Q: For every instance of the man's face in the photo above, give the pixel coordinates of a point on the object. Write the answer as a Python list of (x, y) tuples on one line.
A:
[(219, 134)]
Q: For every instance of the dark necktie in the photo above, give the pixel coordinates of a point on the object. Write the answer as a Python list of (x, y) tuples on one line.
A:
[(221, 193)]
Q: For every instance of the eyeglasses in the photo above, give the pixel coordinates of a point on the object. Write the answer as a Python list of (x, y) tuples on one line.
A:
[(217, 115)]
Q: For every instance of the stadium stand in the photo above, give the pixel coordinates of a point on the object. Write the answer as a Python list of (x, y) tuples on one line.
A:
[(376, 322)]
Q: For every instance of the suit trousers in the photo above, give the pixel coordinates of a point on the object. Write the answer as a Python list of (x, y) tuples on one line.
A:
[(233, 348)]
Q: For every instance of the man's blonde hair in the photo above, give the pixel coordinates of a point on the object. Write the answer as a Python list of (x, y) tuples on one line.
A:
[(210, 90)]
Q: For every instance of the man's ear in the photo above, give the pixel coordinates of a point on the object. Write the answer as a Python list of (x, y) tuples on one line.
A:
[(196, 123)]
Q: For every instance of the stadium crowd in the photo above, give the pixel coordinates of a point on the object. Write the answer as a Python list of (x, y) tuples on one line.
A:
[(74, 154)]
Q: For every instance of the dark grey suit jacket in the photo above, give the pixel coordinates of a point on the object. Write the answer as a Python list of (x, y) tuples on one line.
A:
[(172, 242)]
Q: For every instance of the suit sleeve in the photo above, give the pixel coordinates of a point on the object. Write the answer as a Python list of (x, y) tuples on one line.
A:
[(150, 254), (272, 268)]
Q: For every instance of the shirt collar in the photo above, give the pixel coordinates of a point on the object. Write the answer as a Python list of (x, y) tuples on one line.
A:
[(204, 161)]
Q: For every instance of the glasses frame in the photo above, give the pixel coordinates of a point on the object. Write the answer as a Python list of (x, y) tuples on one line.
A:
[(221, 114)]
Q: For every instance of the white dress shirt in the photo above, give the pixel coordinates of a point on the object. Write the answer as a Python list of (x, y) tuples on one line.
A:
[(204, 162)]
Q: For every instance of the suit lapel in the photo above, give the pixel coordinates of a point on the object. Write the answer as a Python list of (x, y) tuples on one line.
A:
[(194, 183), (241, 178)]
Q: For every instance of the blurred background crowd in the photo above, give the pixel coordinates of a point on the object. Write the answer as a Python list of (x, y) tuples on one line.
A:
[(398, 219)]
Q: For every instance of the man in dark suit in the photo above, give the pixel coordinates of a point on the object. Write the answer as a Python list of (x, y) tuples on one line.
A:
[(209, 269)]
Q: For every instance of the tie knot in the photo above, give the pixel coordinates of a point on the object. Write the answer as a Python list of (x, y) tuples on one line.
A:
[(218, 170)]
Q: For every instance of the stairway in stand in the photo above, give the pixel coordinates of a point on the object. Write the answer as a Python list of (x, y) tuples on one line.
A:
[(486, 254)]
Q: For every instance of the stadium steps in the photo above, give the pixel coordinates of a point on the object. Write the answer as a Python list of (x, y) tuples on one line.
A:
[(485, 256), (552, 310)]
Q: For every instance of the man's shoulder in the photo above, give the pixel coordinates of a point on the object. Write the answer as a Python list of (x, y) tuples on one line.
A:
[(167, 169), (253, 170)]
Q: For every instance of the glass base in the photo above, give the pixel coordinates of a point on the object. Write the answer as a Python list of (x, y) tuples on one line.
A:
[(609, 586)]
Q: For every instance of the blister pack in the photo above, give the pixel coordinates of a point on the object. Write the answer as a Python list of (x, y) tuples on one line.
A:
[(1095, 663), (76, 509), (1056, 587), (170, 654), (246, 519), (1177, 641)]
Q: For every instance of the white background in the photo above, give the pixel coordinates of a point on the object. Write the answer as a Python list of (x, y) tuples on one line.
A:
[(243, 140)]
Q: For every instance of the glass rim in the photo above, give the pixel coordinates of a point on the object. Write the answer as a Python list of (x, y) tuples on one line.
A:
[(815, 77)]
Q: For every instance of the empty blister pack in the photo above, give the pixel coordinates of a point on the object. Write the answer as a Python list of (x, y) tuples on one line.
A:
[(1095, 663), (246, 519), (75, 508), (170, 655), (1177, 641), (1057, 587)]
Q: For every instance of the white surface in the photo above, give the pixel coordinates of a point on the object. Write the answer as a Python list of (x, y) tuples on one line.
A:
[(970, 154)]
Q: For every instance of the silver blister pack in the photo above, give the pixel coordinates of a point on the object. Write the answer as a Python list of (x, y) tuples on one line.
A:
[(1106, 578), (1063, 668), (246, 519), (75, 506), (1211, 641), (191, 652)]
★ ★ ★ ★ ★ ★ ★
To be done: Return each entry from the material above exactly as it appears.

Response to the task:
Q: For every instance of the man's face in the photo above, give the pixel coordinates of a point on the object. Write the answer as a Python list of (x, y) tuples on one line.
A:
[(219, 134)]
Q: For every instance of the dark necktie in the photo above, give the pixel coordinates of a point on the object. Write the answer as a Python list of (x, y) tuples on one line.
A:
[(221, 193)]
Q: For every instance of the eyeglasses in the photo above, give the pixel coordinates of a point on the object. Write the answer as a Python list of (x, y) tuples on one line.
A:
[(217, 115)]
Q: For every instance of the stadium stand in the photo above, give the pixel coordinates of a point on the object. Write the answer as a Python list of (x, y) tuples on one line.
A:
[(376, 322)]
Q: For every instance of the suit trousers in the photo above, give the pixel coordinates of a point on the object. Write the answer as a Python list of (x, y) tuples on one line.
A:
[(233, 348)]
Q: For every instance of the man's blonde hair in the photo above, give the pixel coordinates of a point on the object. Write the answer as a Python list of (x, y) tuples on one line.
A:
[(210, 90)]
Q: For every instance of the man's ear in the photo above, give the pixel coordinates of a point on the object. Write the answer as a Python list of (x, y) tuples on one line.
A:
[(196, 123)]
Q: For every instance of the stadium crowd in the photo above, give the pixel coordinates of a point on the object. Write the answer as a Python list of (x, y) tuples on one line.
A:
[(74, 154)]
Q: For every instance of the dark grey suit jacket in the photo above, give the pixel coordinates of a point on the object. Write the answer as a Python list of (x, y) tuples on one line.
A:
[(172, 242)]
Q: For every instance of the suit sleeve in the photo above, give the pixel coordinates of a point on the object. Write the answer as a Python list of (x, y) tuples on one line.
A:
[(150, 254), (272, 268)]
Q: For every instance of the shirt collar in the photo above, give the pixel coordinates of a point on the object. Write the answer as a Python list of (x, y) tuples on one line.
A:
[(204, 161)]
Q: For every instance of the glasses frame in the photo above, give the pixel coordinates of a point on the object. Write the answer as a Python list of (x, y) tuples on one line.
A:
[(221, 114)]
Q: For every instance of the white dress shirt in the photo above, give the pixel coordinates of a point on the object. Write the answer as a Python list of (x, y) tuples on one line.
A:
[(204, 162)]
Q: For every instance of the suit lapel in the photo above, give the pixel coordinates of a point on the object. Write the answer as a Python list of (x, y) tuples on one line.
A:
[(194, 183), (241, 178)]
Q: For every instance of the blurred background crowd in the photo above, give the pixel coordinates of a point on the object. Write the answer as a Python list of (x, y) tuples on one line.
A:
[(398, 219)]
Q: For every instance of the man in dark suit in the photo above, give the pixel coordinates of a point on the object. Write the answer as a Python list of (x, y) tuples on one line.
A:
[(209, 269)]
Q: For every instance of the tie knot in the photo above, give the pixel coordinates of a point on the object. Write the answer as a Python list of (x, y) tuples on one line.
A:
[(218, 170)]
Q: For every instance of the stairway in stand in the photo above, give the pixel coordinates of a point on the object. Write the answer as a Python list of (x, y) tuples on one line.
A:
[(486, 254)]
Q: For every instance of the stadium steps in the photo above, give the pixel coordinates of a point on the object. Write the answer as a Python list of (x, y) tuples on one line.
A:
[(485, 256), (552, 310)]
Q: For every instance of the man's shoulder in the photo above, give the pixel coordinates of a point on the object. Write the answer as a Python list of (x, y) tuples on one line.
A:
[(167, 169), (253, 170)]
Q: For every instance of the glass base in the photo above, give the pixel coordinates of a point on the object. Write the answer as a Python list of (x, y) tuples on one line.
A:
[(609, 586)]
Q: For every instance of the blister pack in the photo above, give the pixel coordinates of a point on the object. Write the answer as a Python list of (x, y) tuples on one line.
A:
[(1095, 663), (76, 509), (1056, 587), (170, 654), (246, 519), (1177, 641)]
Q: For every instance of the white background in the photo above, give the pixel coordinates of a point on the object. Write the answer as a Python list of (x, y) tuples on one line.
A:
[(243, 140)]
Q: For every instance of the glass rim in the photo above, give the pixel coordinates of a point on the object. Write the answer as a Python list of (x, y) tuples on one line.
A:
[(815, 77)]
Q: For every instance of the empty blister pack in the photo above, give the pixel coordinates of a point on the object. Write the answer as a Python list of (x, y) tuples on one line.
A:
[(1095, 663), (246, 519), (75, 508), (170, 655), (1177, 641), (1057, 587)]
Q: For every instance of the white surface in the photo above, give the pixel coordinates of a point on the object. Write the answer as a Python list of (x, y) tuples on one line.
A:
[(970, 154)]
Q: For every instance of the silver blister pack in the photo above, give the pixel coordinates of a point on the object. Write the answer as a Python list of (x, y) tuples on one line.
A:
[(1106, 578), (1063, 668), (246, 519), (75, 506), (1211, 641), (191, 652)]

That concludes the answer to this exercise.